Set problem:
List every line of the records below as a numbered list, omitting blank lines and the pictures.
-.-.-
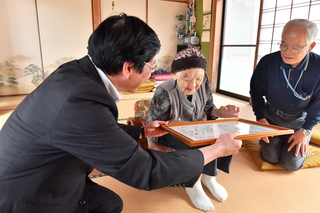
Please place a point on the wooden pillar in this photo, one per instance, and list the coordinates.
(96, 13)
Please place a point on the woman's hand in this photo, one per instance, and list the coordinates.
(153, 129)
(229, 111)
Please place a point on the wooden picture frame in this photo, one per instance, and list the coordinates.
(206, 132)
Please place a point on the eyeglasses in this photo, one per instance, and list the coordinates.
(153, 68)
(295, 50)
(187, 79)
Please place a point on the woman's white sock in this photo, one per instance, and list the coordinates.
(199, 197)
(215, 188)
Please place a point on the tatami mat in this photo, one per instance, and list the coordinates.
(250, 191)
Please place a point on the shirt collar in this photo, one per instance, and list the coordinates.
(107, 83)
(302, 66)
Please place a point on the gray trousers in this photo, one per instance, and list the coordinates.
(276, 150)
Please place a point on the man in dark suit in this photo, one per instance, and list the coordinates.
(68, 126)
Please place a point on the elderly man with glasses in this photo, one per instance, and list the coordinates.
(285, 91)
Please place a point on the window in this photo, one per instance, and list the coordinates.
(240, 28)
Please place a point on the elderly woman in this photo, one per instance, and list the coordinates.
(188, 97)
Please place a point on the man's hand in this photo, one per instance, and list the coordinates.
(153, 129)
(299, 140)
(264, 121)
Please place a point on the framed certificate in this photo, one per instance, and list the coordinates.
(206, 132)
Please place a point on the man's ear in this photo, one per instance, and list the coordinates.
(312, 46)
(127, 69)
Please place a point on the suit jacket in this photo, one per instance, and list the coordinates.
(64, 129)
-.-.-
The response:
1. Please place a point on the wooden pillar in this photo, one per instance, and list the coordinates.
2. (96, 13)
3. Please place a point on the woman's hand in this photo, one per instance, and list the coordinates.
4. (153, 129)
5. (229, 111)
6. Please place a point on the wooden picture frame in this photo, one per instance, and list the coordinates.
7. (206, 132)
8. Please place a point on the eyeglasses in this photo, one per instance, and list the coordinates.
9. (153, 68)
10. (295, 50)
11. (187, 79)
12. Please place a point on the woman's white sock in this photo, one per instance, and list the coordinates.
13. (199, 197)
14. (215, 188)
15. Please place a point on the tatami mat in this photo, one per instance, and list the coordinates.
16. (250, 191)
17. Please place a point on the shirt collar in this photo, one per instance, and list the coordinates.
18. (107, 83)
19. (302, 66)
20. Please place a point on the gray trousers in this photo, one per instance, and list the coordinates.
21. (276, 150)
22. Please place a point on the man in dark suit in this photo, one per instance, and list the coordinates.
23. (68, 126)
24. Please place a point on the elderly man with glasses in this photo, one per instance, and list the coordinates.
25. (285, 91)
26. Please place a point on the window in this photo, one per instance, and list the coordinates.
27. (240, 28)
28. Please place a point on the elderly woman in this photo, one per instance, and list the coordinates.
29. (188, 97)
30. Please place a point on the man's hand in this photo, one per instance, and list the coordinates.
31. (153, 129)
32. (299, 140)
33. (264, 121)
34. Please place a point on the framed certificate in this photo, one per instance, and list the coordinates.
35. (206, 132)
36. Please place a point on the man's ear in this photo, one per instance, and list the coordinates.
37. (312, 46)
38. (127, 69)
39. Please place a point on the suit jacket in this photo, one per instance, and list the coordinates.
40. (64, 129)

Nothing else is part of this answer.